» ARTICLE
--- BEGIN ---
Touring Agony

Thor Sørarse, the Norwegian Biking Agony Uncle, solves the problems you never knew you had

Fouled pants? I think not…

Dear Thor –
I’m going on my first continental trip next week, and am concerned about my leathers and helmet – they cost a lot and I like to keep them clean. I understand the foreign insects are bigger and messier than our UK ones, and was wondering if you had any tips to help me avoid them?

Fashion Victim, Farnborough

Dear Fashion Victim -
The best solution is to cover all forward facing surfaces with duct tape. Just be sure to carry a supply of meths to shift the messy bits of glue that always remain when you peel off the tape at your destination. It’s especially important to remove any glue remaining on your visor.

It’s all in the timing!

Dear Thor -
My new BMW R1100 RT ran like a dog as soon as I adjusted the clock to French time, and I had a terrible tour. When I adjusted it back on the ferry home, it ran fine. Any ideas as to what could have caused this?
--- END ---
» MATERIAL PROVIDED
--- BEGIN ---
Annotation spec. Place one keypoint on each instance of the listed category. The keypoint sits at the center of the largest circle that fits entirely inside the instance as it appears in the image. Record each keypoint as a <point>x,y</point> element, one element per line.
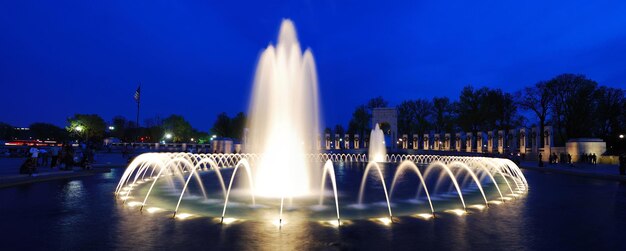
--- END ---
» PROBLEMS TO SOLVE
A - Please reproduce the Touring Agony column word for word, beginning at the words "Dear Fashion Victim" and stopping after "in the timing!".
B - In the Touring Agony column, what should be carried to remove the glue left behind when the duct tape is peeled off?

» OUTPUTS IN ORDER
A -
Dear Fashion Victim -
The best solution is to cover all forward facing surfaces with duct tape. Just be sure to carry a supply of meths to shift the messy bits of glue that always remain when you peel off the tape at your destination. It’s especially important to remove any glue remaining on your visor.

It’s all in the timing!

B - A supply of meths.